> _読解文_:
'''

「学び直し」を考える
「リスキリング」に必要な環境整備とは?培ってきた経験に新たなスキルを付け足す
高年齢労働者の「学び直し」を支援する
労働力人口の減少という背景
年金支給開始年齢の引き上げに伴い、就労人生が長期化しています。かつては55歳定年の時代もありましたが、現在は70歳までの就労も視野に入っています。就労期間の長期化を背景に、高年齢者の学び直しが重要になっています。
一方、企業も認識の変化に迫られています。少子高齢化が進み、労働力人口が減少する中で、高年齢労働者を貴重な戦力であると認識し、それに見合った対応をすることが求められています。
現在は、技術革新もあって、幅広い世代が新たな学びを求められる時代です。その中で、高年齢者特有の課題もあります。例えば、高年齢者は他の年齢層と比べて、新しいことへの適応力が弱いと指摘されています。また、企業が高年齢者よりも若年層の教育訓練を優先するという課題もあります。限られた資本を教育訓練に投資する場合、企業は残り数年の高年齢者に投資するよりも、数十年勤める可能性のある人に投資します。

'''

> _記録情報_:
'''

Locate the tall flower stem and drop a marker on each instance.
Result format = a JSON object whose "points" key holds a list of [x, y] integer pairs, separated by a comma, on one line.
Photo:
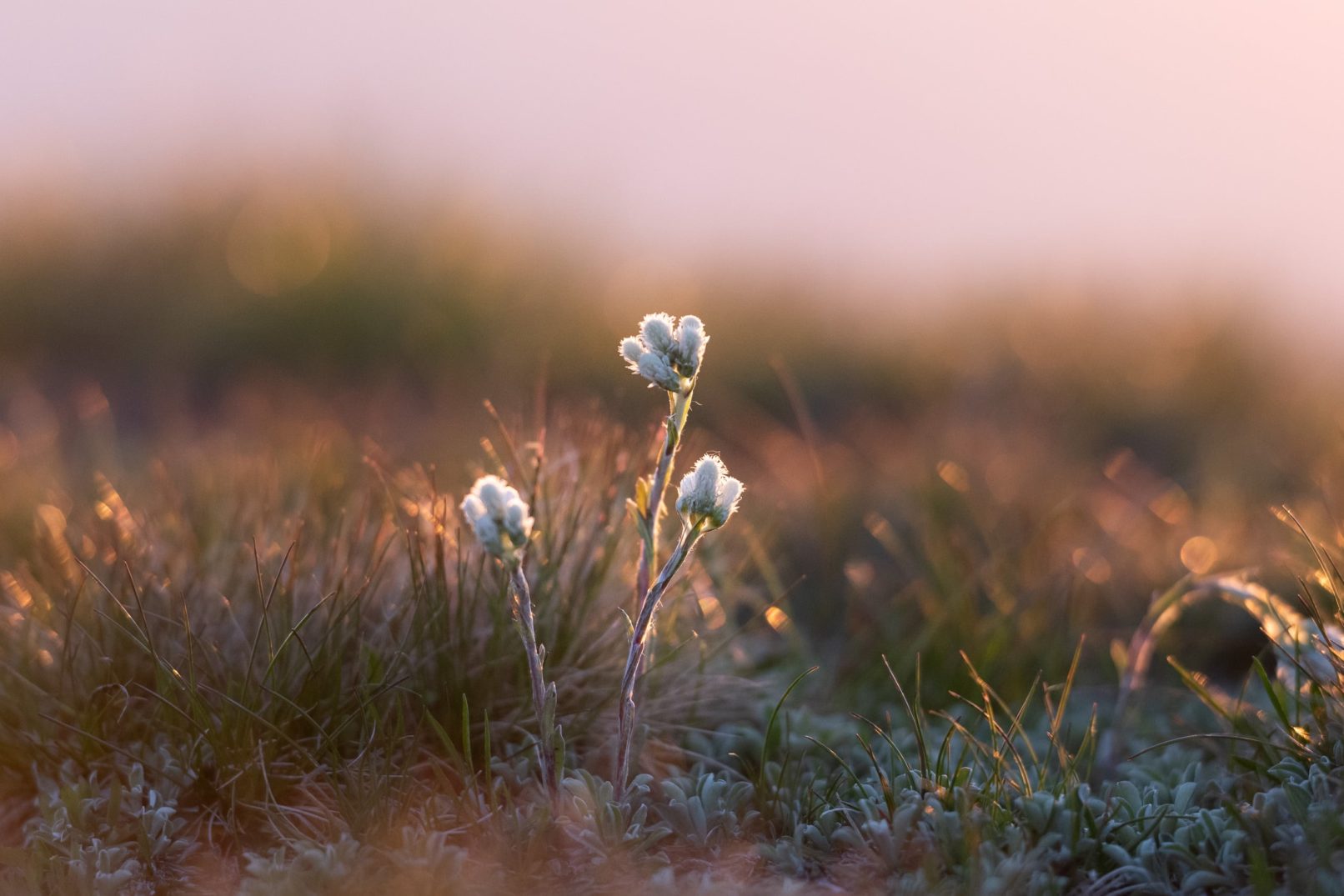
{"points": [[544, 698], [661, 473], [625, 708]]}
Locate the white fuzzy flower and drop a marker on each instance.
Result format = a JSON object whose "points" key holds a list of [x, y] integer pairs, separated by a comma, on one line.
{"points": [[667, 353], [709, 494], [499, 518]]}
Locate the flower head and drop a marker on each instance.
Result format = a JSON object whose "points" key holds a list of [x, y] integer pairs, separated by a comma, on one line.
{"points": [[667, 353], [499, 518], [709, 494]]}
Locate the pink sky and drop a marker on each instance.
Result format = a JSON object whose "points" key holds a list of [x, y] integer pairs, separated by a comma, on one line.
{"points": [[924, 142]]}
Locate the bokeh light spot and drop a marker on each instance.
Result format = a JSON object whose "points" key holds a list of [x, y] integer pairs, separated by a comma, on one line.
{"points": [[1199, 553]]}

'''

高年齢者の学び直しについての読解文を、最後の文の後から書き進めること。 記録は読解文とは別の資料である。

> _解答_:
こうした課題は以前から指摘されてきましたが、だからといって、このままでいいわけではありません。企業にとって労働力人口の減少に伴い高年齢労働者の戦力化が必要ですし、労働者にとっても年金開始年齢の引き上げなどに伴い働き続けられる能力の開発が重要です。高年齢労働者の学び直しに社会全体で取り組む必要があります。
高年齢労働者の強み
人手不足の影響で高年齢者が主力になっている業界もあります。警備業界では高年齢者の採用が増えており、中には70代の従業員を前提に教育訓練を実施している会社もあります。そうした企業にヒアリングをすると高年齢者ならではの強みを発揮している例も多数ありました。若い人が担当するとトラブルになることも、丸く収めて仕事を進めてくれるといいます。コミュニケーション力などこれまでの経験で培われた能力に、新たなスキルを付け加えることで、他の世代にはない仕事ぶりとなっています。
タクシー業界でも同様の話を聞きました。タクシーの利用者には高齢者が多いため、高年齢のドライバーだと利用者の気持ちがわかるといいます。消費者も高齢化が進んでいるため、高年齢者の能力を生かす機会は社会のあちこちに存在しています。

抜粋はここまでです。